* **Set of tasks**:
**a.** In the patch message, find every __builtin_ function whose name ends in the letter f and list them all.
**b.** Using the patch message, decide whether each statement is true: (i) the patch was tested with gcc-4.9.4 and gcc-6; (ii) the file sysdeps/aarch64/fpu/s_frint.c is kept and rewritten; (iii) in s_llround.c the asm statements are replaced with a builtin. Answer yes or no for each and quote the words that decide it.

* **Page text**:
--------------------------------
On 13/10/2017 18:26, Michael Collison wrote:
> This patch converts asm statements into builtin and neon intrinsics for AArch64.
> As an example for the file sysdeps/aarch64/fpu/_s_ceil.c, we convert the function from
> 
> double
> __ceil (double x)
> {
>   double result;
>   asm ("frintp\t%d0, %d1" :
>        "=w" (result) : "w" (x) );
>   return result;
> }
> 
> into
> 
> double
> __ceil (double x)
> {
>   return __builtin_ceil (x);
> }
> 
> Tested on aarch64-linux-gnu with gcc-4.9.4 and gcc-6. Okay for trunk?
> 
> 2017-10-13  Michael Collison  <michael.collison@arm.com>
> 
> 	* sysdeps/aarch64/fpu/e_sqrt.c (ieee754_sqrt): Replace
> 	asm statements with __builtin_sqrt.
> 	* sysdeps/aarch64/fpu/e_sqrtf.c (ieee754_sqrtf): Replace
> 	asm statements with __builtin_sqrtf.
> 	* sysdeps/aarch64/fpu/s_ceil.c (__ceil): Replace
> 	asm statements with __builtin_ceil.
> 	* sysdeps/aarch64/fpu/s_ceilf.c (__ceilf): Replace
> 	asm statements with __builtin_ceilf.
> 	* sysdeps/aarch64/fpu/s_floor.c (__floor): Replace
> 	asm statements with __builtin_floor.
> 	* sysdeps/aarch64/fpu/s_floorf.c (__floorf): Replace
> 	asm statements with __builtin_floorf.
> 	* sysdeps/aarch64/fpu/s_fma.c (__fma): Replace
> 	asm statements with __builtin_fma.
> 	* sysdeps/aarch64/fpu/s_fmaf.c (__fmaf): Replace
> 	asm statements with __builtin_fmaf.
> 	* sysdeps/aarch64/fpu/s_fmax.c (__fmax): Replace
> 	asm statements with __builtin_fmax.
> 	* sysdeps/aarch64/fpu/s_fmaxf.c (__fmaxf): Replace
> 	asm statements with __builtin_fmaxf.
> 	* sysdeps/aarch64/fpu/s_fmin.c (__fmin): Replace
> 	asm statements with __builtin_fmin.
> 	* sysdeps/aarch64/fpu/s_fminf.c (__fminf): Replace
> 	asm statements with __builtin_fminf.
> 	* sysdeps/aarch64/fpu/s_frint.c: Delete file.
> 	* sysdeps/aarch64/fpu/s_frintf.c: Delete file.
> 	* sysdeps/aarch64/fpu/s_llrint.c (__llrint): Replace
> 	asm statements with builtin and neon intrinsic.
> 	* sysdeps/aarch64/fpu/s_llrintf.c (__llrintf): Ditto.
> 	* sysdeps/aarch64/fpu/s_llround.c (__llround): Replace
> 	asm statements with neon intrinsic.
> 	* sysdeps/aarch64/fpu/s_llroundf.c (__llroundf): Ditto.
--------------------------------
(Annotated coordinate records)
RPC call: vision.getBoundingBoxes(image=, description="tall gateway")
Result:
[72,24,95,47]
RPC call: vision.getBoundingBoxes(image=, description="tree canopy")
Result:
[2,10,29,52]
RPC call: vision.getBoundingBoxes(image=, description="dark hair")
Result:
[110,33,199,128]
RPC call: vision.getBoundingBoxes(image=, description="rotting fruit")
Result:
--------------------------------
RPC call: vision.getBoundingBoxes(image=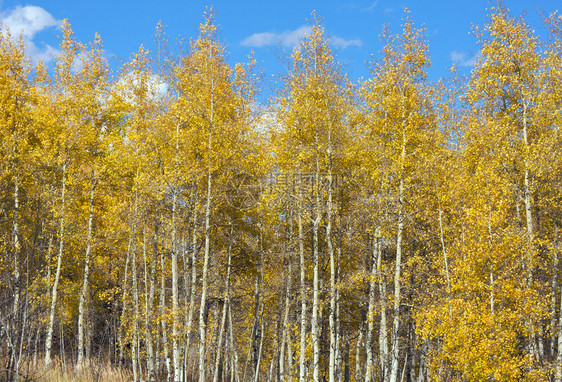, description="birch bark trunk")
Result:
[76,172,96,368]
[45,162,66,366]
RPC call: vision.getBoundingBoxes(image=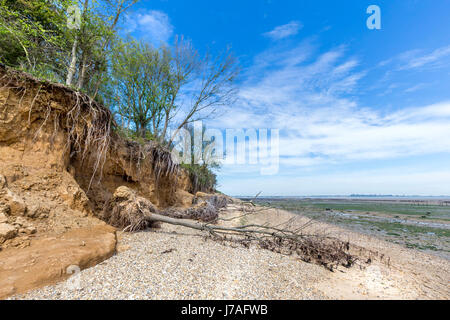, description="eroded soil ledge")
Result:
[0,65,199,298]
--------------------------------
* **Responses per task**:
**a.**
__builtin_sqrtf
__builtin_ceilf
__builtin_floorf
__builtin_fmaf
__builtin_fmaxf
__builtin_fminf

**b.**
(i) Yes: "Tested on aarch64-linux-gnu with gcc-4.9.4 and gcc-6."
(ii) No: "* sysdeps/aarch64/fpu/s_frint.c: Delete file."
(iii) No: "asm statements with neon intrinsic."